# Curve radius question



## Walman (Dec 18, 2011)

Please see my VERY poor drawing attached. I have a couple of curve radius questions for a planned N scale shelf layout. My goal is to have the tightest turn radius possible allowing for the most realistic look and feel while minimizing limitations for cars and engines. Please note the loops are not to scale with each other or anything else. Also for point of reference overall the shelf layout will be 24” in width and 15’ long but at both locations of these loops I will have 30” of depth. If it matters I am planning Atlas Code 55 track.

In scenario #1 I have a track simply looping around a small town and crossing back over itself. I don’t note it on the drawing but the “bottom” of this loop is near the front edge of the benchwork but the “top” of the loop will need to leave some room for a very narrow edge of scenery/backdrop and a single track mainline that is not part of the town loop/scene. Depth here can max out at 30” but would like to be more like 24”. What would you recommend for turning radius? Obviously the more room for the town the better. 

In scenario #2 I have an inner and outer loop. The loops are draw roughly as I would like them to turn out based on scenery and industries I have planned (thus not symetrical). I will definitely have 30” of depth here to complete the loops. Recommendations on the maximum radius of the inner and outer loops while accomplishing the goals I set above? 

As you can tell I am just not familiar enough with the curve radii to know which ones give me the best balance between tighter turns yet good performance (operating and visual) for the widest array of cars and engines. Any general comments would be greatly appreciated.

Thank you!

Walman


----------



## Brakeman Jake (Mar 8, 2009)

The key word here is compromise.Curve radiuses are dependent on what you'd like to run on them.The wider the curve,the wider your rolling stock selection can be.OK...here it is...

9 3/4-10 in.:about the tightest curve you can have in N scale.It will allow four axle diesels and only the shortest steamers (0-6-0's,4-4-0's,Shay's,Mogul's,etc).Forty foot cars will also look right but six axle locos and long 85 ft. cars will have a hard time and look awkward on such a curve.

11-12 in.:a big improvement but still somewhat limited.Six axle locos and long cars will do fine on these though they'd look better on wider curves.And you've opened the door to slightly bigger steamers like 2-6-2's for instance.Athearn say that their Big Boy can handle a 12 in. curve but it certainly looks terrible at it.

14-15 in.:you can have any diesel you wish along with any railcar.However,15 in. is a minimum for a few rigid based eight driver steamers like 2-8-4's,4-8-2's and 4-8-4's.Locos with 2-10-0 and 2-10-2 configuration may require even more.Many N scale articulateds (2-6-6-2's,2-8-8-2's,Challengers and Big Boy's) can handle fourteen inch radiuses but sixteen and even eighteen inch will have them look so much better.

Needless to say,if you can afford the luxury of having even larger curves,then go for it.You can't have a too large curve and the layout operation will look much more realistic.You'll be able to run longer trains too.


----------



## NIMT (Jan 6, 2011)

Walman,
Use flex track to get this all done! Any other option will have you going here there and everywhere with the track and radius's to make it work!
I do not thing your #1 will work in the space you've provided, to small a radius would create to steep a grade to obtain track clearance on the grade before the track crossing. you could stretch it out to an oval to get the needed run time on the grade to make it work.


----------

Supplied data:

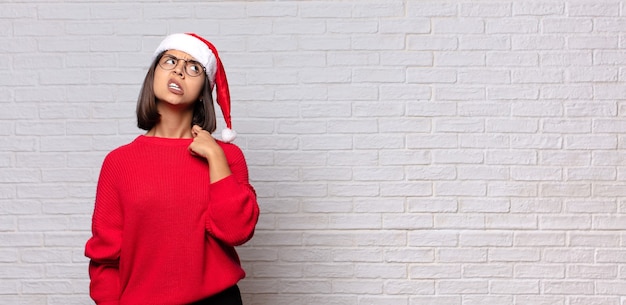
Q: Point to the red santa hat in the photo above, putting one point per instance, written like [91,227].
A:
[206,54]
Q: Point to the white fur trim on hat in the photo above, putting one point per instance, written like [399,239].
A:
[192,46]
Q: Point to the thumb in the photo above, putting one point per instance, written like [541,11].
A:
[195,130]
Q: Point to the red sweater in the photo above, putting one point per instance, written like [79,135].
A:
[162,233]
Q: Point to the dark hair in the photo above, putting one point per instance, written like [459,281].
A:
[148,115]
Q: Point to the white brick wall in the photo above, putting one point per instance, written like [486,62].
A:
[404,152]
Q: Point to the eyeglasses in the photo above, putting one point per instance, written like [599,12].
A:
[191,67]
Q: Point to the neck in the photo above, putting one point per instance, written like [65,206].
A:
[174,123]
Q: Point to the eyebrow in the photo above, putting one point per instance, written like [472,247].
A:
[176,57]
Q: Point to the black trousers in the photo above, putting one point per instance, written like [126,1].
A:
[230,296]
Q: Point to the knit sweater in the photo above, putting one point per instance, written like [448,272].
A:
[163,234]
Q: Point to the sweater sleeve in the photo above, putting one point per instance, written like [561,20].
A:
[103,248]
[233,210]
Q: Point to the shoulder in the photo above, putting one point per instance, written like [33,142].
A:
[233,152]
[119,154]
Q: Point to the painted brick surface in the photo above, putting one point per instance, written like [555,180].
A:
[404,152]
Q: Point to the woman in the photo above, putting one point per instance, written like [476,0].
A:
[172,205]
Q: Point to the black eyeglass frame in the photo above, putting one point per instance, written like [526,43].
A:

Set exercise 1:
Summarize the curve radius thread in two sentences.
Set exercise 2:
According to the curve radius thread, what radius is the minimum for a few rigid-based eight-driver steamers such as 2-8-4s, 4-8-2s and 4-8-4s?
Set exercise 3:
From the curve radius thread, extract the passage between "## Walman (Dec" and "Code 55 track.", inclusive.

Written reply 1:
A modeler planning an N scale shelf layout with Atlas Code 55 track asks what curve radii would give the tightest turns while still working for a wide range of cars and engines, both for a loop around a small town that crosses over itself and for an inner and outer loop. One reply explains that wider curves allow a wider selection of rolling stock, from about 9 3/4 to 10 inches as the tightest N scale curve up to 14 to 15 inches for any diesel or railcar, and another recommends flex track and doubts the town loop will fit because too small a radius would make the grade too steep to get clearance before the crossing.

Written reply 2:
15 inches.

Written reply 3:
## Walman (Dec 18, 2011)

Please see my VERY poor drawing attached. I have a couple of curve radius questions for a planned N scale shelf layout. My goal is to have the tightest turn radius possible allowing for the most realistic look and feel while minimizing limitations for cars and engines. Please note the loops are not to scale with each other or anything else. Also for point of reference overall the shelf layout will be 24” in width and 15’ long but at both locations of these loops I will have 30” of depth. If it matters I am planning Atlas Code 55 track.